▶ [What is being asked] Write out the complete data exactly as written.

---------- Supplied data

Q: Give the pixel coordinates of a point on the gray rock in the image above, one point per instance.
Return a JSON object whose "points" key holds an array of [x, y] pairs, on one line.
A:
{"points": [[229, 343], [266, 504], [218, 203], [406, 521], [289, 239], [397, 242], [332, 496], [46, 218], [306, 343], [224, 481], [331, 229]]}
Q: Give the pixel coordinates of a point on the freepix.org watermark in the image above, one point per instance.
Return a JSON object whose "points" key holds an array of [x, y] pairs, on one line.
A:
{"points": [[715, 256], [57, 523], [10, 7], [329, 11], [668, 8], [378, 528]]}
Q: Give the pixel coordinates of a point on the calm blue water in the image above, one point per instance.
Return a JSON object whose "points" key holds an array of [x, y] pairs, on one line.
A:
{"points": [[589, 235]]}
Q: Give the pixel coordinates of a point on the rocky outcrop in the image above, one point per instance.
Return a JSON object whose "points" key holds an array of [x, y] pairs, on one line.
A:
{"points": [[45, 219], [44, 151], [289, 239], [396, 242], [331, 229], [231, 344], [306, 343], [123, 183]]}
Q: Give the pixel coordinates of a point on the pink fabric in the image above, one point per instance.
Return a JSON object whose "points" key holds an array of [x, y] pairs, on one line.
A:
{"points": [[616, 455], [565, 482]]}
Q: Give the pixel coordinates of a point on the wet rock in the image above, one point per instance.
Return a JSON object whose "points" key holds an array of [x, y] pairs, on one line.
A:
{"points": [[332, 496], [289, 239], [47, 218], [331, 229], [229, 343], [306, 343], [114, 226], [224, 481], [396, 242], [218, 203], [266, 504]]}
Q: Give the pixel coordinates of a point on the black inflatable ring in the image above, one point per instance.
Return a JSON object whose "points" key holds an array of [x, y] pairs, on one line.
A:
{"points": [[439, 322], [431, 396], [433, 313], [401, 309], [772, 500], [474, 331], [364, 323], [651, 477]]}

--------------------

▶ [Solution for this task]
Q: Give the pixel coordinates of a point on the gray rock in the image above, one point per instance.
Return a JSON object whose "points" key holds an array of [x, y] pairs, on one line.
A:
{"points": [[229, 343], [266, 504], [218, 203], [406, 521], [289, 239], [397, 242], [332, 496], [46, 218], [306, 343], [224, 481], [331, 229]]}
Q: Give the pixel coordinates of a point on the freepix.org watermark in the image above, one point per instance.
Return a JSON object whose "points" key holds an array of [x, y] pairs, on one line.
A:
{"points": [[715, 256], [57, 523], [10, 7], [329, 11], [668, 8], [378, 528]]}
Q: Give the pixel coordinates of a point on the calm blue water in the image above, one point per instance.
Return a JSON object whose "points" key holds an array of [x, y] pairs, on one line.
A:
{"points": [[589, 235]]}
Q: Give the pixel coordinates of a point on the rocky outcrop in the image above, one point per instance.
Return a JSON object whose "points" key holds an array of [x, y] pairs, on one line.
A:
{"points": [[45, 219], [44, 151], [289, 239], [396, 242], [331, 229], [231, 344], [306, 343], [123, 183]]}
Q: Give the pixel coordinates of a point on the pink fabric in the image above, one point per instance.
Return a JSON object whose "points" key holds an array of [x, y] pairs, on one line.
A:
{"points": [[616, 455], [565, 482]]}
Q: Give the pixel coordinates of a point on the wet rock in the image above, one point per instance.
Return a JSON object whose "points" key holds an array of [x, y] pairs, on one line.
A:
{"points": [[332, 496], [289, 239], [47, 218], [331, 229], [229, 343], [306, 343], [114, 226], [224, 481], [396, 242], [218, 203], [266, 504]]}
Q: Give the pixel coordinates of a point on the black inflatable ring in the image above, one point per instance.
Return a JSON object whose "points" key holds an array of [x, y] pairs, on one line.
A:
{"points": [[439, 322], [431, 396], [433, 313], [401, 309], [772, 500], [474, 331], [364, 323], [651, 477]]}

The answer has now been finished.